### What to do:
(a) In the funeral home FAQ, up to how many people may spend time with their loved one before the cremation?
(b) List everything the funeral home FAQ gives as an example of personalization in a funeral or memorial service.
(c) Continue the funeral home FAQ from its final line.

Given passage START

Q: Are all traditional services the same?
A: No. Personalization is an essential aspect to any funeral or memorial service, whether the disposition is cremation or burial. Personalization can mean many different things in a service and is not unique to burial services either: merchandise such as flowers, folders, dvd memorials and decorating the casket are all examples of personalization, in addition to the content and order of the service itself.

Q: Will Solie facilitate religious services other than Christian/Catholic or nonsectarian services that are traditional to other cultures?
A: Yes, we serve any and all faiths and religious communities in the Snohomish County area.

Q: Do traditional services always cost more?
A: The cost of a funeral is always based only on the choices you make during the arrangement process. Your funeral director will always be upfront about costs of services and merchandise as they discuss the arrangements with you to ensure there are no surprises. Certain circumstances require special services or merchandise: such as embalming for a visitation, or sealing caskets for mausoleums; and these come with the correspondence costs of each of those things.


Q: Can we have a traditional service with a cremation?
A: Yes absolutely. Again “traditional” is given its meaning by the family’s cultural and religious practices. However, visitations, funerals (at Solie’s chapel or the family’s religious facility), and viewings are all possible even when the decedent is to be cremated instead of buried. It makes no difference.

Q: Can we watch the cremation?
A: Yes. Solie is the only independent funeral home in the Snohomish County area that owns and operates its own on-site crematory. For a scheduling fee of $250 you may arrange for you and your family of up to 15 people to spend thirty minutes with your loved on prior to the cremation. Our downstairs chapel is ideally suited to this purpose and is directly adjacent to our crematory. You are welcome to participate in the beginning of the cremation to what-ever extant you are comfortable, or simply let our licensed and certified staff take care of it for you as you watch from the chapel.

Q: Can I watch the entire cremation?

Given passage END
Data extract START

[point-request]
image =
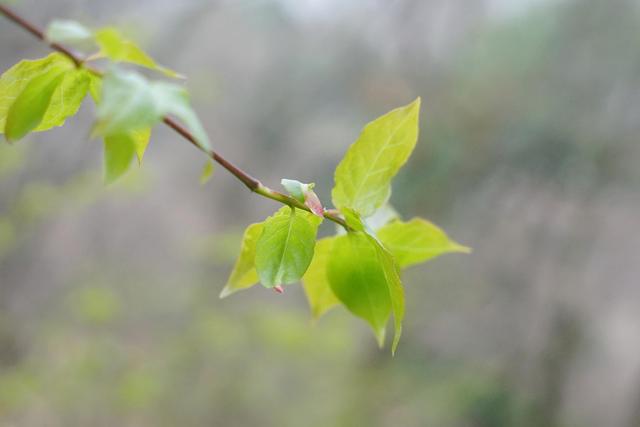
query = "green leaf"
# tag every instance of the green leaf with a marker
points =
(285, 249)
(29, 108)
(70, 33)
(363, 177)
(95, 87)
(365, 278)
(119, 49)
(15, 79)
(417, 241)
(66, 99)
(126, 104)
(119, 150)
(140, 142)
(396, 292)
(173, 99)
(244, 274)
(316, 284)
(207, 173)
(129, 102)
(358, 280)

Data extract END
Data extract START

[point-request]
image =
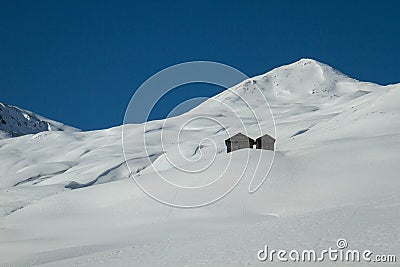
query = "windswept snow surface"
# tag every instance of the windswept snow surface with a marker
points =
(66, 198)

Data extract END
Data extract START

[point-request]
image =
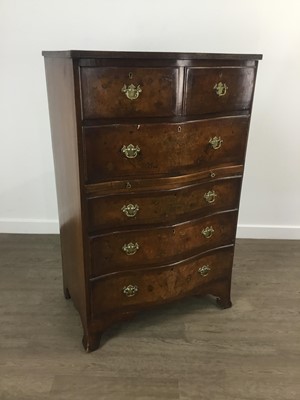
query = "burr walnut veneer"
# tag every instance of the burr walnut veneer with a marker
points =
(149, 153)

Data extract END

### Answers to the problems:
(a) Up to 15 people.

(b) Flowers, folders, dvd memorials, decorating the casket, and the content and order of the service itself.

(c)
A: Generally speaking, family’s only stay for the beginning of the cremation as the entire process itself takes between three and four hours. At different times during the cremation the chamber has to be opened and closed again for repositioning of the remains, and it is not recommended that the family be present for this.

Q: I plan on scattering the ashes, so I don’t need an urn, right?
A: Keep in mind that scattering cremated remains is a ceremony that you want to be pleasant. Depending on where and how you intend to scatter the remains there will be a few environmental factors to content with such as wind, the presence of the public, etc. To help ameliorate any of these potential difficulties Solie offers a variety of urns for these purposes including decorative scattering tubes, water soluble “journey” urns, and an engraved walnut scattering urn that may be kept as a personal keepsake after the scattering ceremony.

Q:  Where can I scatter cremated remains in Washington?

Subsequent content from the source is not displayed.